▶ _Exercise directions_
Output all of the data below exactly as given.

▶ _Records shown_
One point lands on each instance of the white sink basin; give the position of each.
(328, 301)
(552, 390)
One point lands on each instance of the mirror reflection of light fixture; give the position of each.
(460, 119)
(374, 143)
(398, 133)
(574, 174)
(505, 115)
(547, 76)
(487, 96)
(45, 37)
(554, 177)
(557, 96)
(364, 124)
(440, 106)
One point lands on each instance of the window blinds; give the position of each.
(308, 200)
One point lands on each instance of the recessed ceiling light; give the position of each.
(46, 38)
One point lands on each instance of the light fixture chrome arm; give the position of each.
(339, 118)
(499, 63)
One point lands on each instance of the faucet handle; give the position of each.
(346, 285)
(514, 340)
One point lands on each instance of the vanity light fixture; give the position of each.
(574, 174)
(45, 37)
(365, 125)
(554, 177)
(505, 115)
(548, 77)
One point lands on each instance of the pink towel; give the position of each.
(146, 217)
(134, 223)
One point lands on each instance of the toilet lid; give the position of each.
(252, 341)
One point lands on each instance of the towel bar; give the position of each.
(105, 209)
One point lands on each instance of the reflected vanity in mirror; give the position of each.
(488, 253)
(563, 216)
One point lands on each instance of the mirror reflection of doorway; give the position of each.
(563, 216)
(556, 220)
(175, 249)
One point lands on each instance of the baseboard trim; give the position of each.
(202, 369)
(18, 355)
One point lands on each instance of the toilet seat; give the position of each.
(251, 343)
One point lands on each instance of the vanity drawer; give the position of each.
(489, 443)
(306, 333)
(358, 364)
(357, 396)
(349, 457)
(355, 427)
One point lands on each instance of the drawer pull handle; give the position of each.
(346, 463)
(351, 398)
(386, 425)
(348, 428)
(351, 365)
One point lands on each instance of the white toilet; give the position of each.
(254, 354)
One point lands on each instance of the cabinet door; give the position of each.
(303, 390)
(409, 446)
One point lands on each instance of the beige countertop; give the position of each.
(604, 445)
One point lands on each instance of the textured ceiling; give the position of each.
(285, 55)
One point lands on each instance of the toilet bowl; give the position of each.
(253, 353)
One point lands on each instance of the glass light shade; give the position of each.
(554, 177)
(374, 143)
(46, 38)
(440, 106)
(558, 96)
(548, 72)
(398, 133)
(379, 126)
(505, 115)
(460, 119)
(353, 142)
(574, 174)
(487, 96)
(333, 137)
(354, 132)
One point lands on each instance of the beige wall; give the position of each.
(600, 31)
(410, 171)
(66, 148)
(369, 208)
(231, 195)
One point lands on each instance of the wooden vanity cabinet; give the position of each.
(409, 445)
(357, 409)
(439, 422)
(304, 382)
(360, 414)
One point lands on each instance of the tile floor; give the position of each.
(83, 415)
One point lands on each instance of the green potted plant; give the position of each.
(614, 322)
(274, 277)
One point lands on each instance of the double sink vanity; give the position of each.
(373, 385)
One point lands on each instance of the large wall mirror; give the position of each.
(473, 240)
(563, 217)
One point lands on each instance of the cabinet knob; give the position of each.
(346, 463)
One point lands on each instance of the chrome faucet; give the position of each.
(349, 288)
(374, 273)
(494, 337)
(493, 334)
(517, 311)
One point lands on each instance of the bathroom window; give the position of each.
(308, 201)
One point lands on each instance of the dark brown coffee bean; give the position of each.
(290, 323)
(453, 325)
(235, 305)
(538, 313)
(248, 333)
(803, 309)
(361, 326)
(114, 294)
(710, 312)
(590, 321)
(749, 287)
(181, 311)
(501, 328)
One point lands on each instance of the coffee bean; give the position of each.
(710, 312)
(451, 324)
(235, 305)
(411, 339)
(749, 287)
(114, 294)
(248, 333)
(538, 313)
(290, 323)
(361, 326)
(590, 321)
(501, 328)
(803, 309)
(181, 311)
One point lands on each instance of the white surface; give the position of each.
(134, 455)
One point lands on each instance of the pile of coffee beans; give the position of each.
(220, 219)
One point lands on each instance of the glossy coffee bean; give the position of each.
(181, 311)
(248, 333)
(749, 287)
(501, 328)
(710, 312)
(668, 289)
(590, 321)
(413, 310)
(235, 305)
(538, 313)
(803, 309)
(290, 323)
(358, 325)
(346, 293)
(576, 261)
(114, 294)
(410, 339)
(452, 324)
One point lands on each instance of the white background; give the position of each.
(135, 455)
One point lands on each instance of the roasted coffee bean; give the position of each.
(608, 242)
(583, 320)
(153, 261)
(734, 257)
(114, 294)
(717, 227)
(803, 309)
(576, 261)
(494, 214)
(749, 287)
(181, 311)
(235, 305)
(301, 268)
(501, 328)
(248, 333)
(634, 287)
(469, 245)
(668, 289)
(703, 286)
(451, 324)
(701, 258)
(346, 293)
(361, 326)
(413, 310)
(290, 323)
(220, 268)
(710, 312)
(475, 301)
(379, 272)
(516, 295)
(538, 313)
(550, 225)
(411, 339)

▶ _Output of the exercise_
One point lands on each instance of the white sink basin; give the position of each.
(328, 301)
(552, 390)
One point lands on each instance of the mirror reflection of light fixture; give the position of each.
(460, 119)
(374, 143)
(398, 133)
(574, 174)
(505, 115)
(547, 76)
(487, 96)
(45, 37)
(554, 177)
(557, 96)
(364, 124)
(440, 106)
One point lands on each instance of the window blinds; give the position of each.
(308, 200)
One point lands on each instance of the recessed ceiling light; give the position of each.
(46, 38)
One point lands on each instance of the light fixture chrome arm; give the position of each.
(339, 118)
(499, 63)
One point lands on each instance of the faucet handle; give the position of each.
(346, 285)
(514, 340)
One point lands on each instance of the vanity light fixture; give the position of each.
(574, 174)
(45, 37)
(365, 125)
(554, 177)
(505, 115)
(548, 77)
One point lands on each instance of the pink towel; give the position of each.
(146, 217)
(134, 223)
One point lands on each instance of the toilet lid; give the position of each.
(252, 341)
One point lands on each instance of the towel bar; give the position of each.
(105, 209)
One point lands on each instance of the reflected vanity in mirror; give the position of each.
(488, 253)
(563, 216)
One point lands on each instance of the mirror reflection of doorway; give the position of each.
(563, 216)
(556, 220)
(175, 249)
One point lands on each instance of the baseboard trim; give the position of each.
(202, 369)
(18, 355)
One point lands on each instance of the toilet seat; give the position of each.
(251, 343)
One point lands on each instance of the vanity drawer; give the position of each.
(489, 443)
(306, 333)
(358, 364)
(357, 396)
(349, 457)
(355, 427)
One point lands on each instance of the drawer pull handle; give the position of each.
(346, 463)
(351, 398)
(386, 425)
(348, 428)
(351, 365)
One point lands on each instance of the white toilet; give the position of each.
(254, 354)
One point lands on each instance of the cabinet door; give the position of each.
(303, 390)
(409, 446)
One point lands on each instance of the beige countertop; give the position of each.
(604, 445)
One point lands on each instance of the textured ceiling; give the position of each.
(285, 55)
One point lands on each instance of the toilet bowl; give the position of each.
(253, 353)
One point lands on each instance of the glass light shade; give the position of each.
(554, 177)
(374, 143)
(46, 38)
(440, 106)
(558, 96)
(548, 72)
(398, 133)
(379, 126)
(505, 115)
(460, 119)
(353, 142)
(574, 174)
(487, 96)
(333, 137)
(354, 132)
One point lands on each instance of the beige wall; give the position of each.
(600, 31)
(410, 171)
(66, 148)
(369, 208)
(231, 195)
One point lands on each instance of the wooden vanity cabinet; give the position of each.
(409, 445)
(357, 409)
(439, 422)
(304, 382)
(360, 414)
One point lands on each instance of the tile floor; give the position of each.
(83, 415)
One point lands on each instance of the green potted plant; give the position of each.
(614, 322)
(274, 277)
One point lands on each instance of the double sink vanity; give the position of each.
(373, 385)
One point lands on each instance of the large wall mirror; give the position of each.
(473, 240)
(563, 217)
One point lands on each instance of the cabinet knob; give the position of each.
(346, 463)
One point lands on each instance of the chrome faucet; give the position of each.
(349, 288)
(374, 273)
(494, 337)
(493, 334)
(517, 311)
One point lands on each instance of the bathroom window; give the position of each.
(308, 201)
One point lands on each instance of the dark brown coffee bean; give the position of each.
(290, 323)
(453, 325)
(235, 305)
(538, 313)
(248, 333)
(803, 309)
(361, 326)
(114, 294)
(710, 312)
(590, 321)
(749, 287)
(181, 311)
(501, 328)
One point lands on each instance of the coffee bean; give the position of each.
(710, 312)
(451, 324)
(235, 305)
(411, 339)
(749, 287)
(114, 294)
(248, 333)
(538, 313)
(290, 323)
(361, 326)
(590, 321)
(501, 328)
(803, 309)
(181, 311)
One point lands on each instance of the white surface; give the position of each.
(134, 455)
One point lands on each instance of the pile of coffee beans; give the position of each.
(220, 219)
One point lands on each instance of the glossy coffee bean; give the position of each.
(181, 311)
(248, 333)
(749, 287)
(501, 328)
(710, 312)
(668, 289)
(590, 321)
(413, 310)
(235, 305)
(538, 313)
(803, 309)
(290, 323)
(358, 325)
(346, 293)
(576, 261)
(114, 294)
(410, 339)
(452, 324)
One point lands on each instance of the white background; give the position of each.
(135, 455)
One point lands on each instance of the roasted coffee bean; give the position of each.
(608, 242)
(583, 320)
(153, 261)
(734, 257)
(114, 294)
(717, 227)
(803, 309)
(576, 261)
(494, 214)
(749, 287)
(181, 311)
(235, 305)
(301, 268)
(501, 328)
(248, 333)
(634, 287)
(469, 245)
(668, 289)
(703, 286)
(451, 324)
(701, 258)
(346, 293)
(361, 326)
(413, 310)
(290, 323)
(220, 268)
(710, 312)
(475, 301)
(379, 272)
(516, 295)
(538, 313)
(550, 225)
(411, 339)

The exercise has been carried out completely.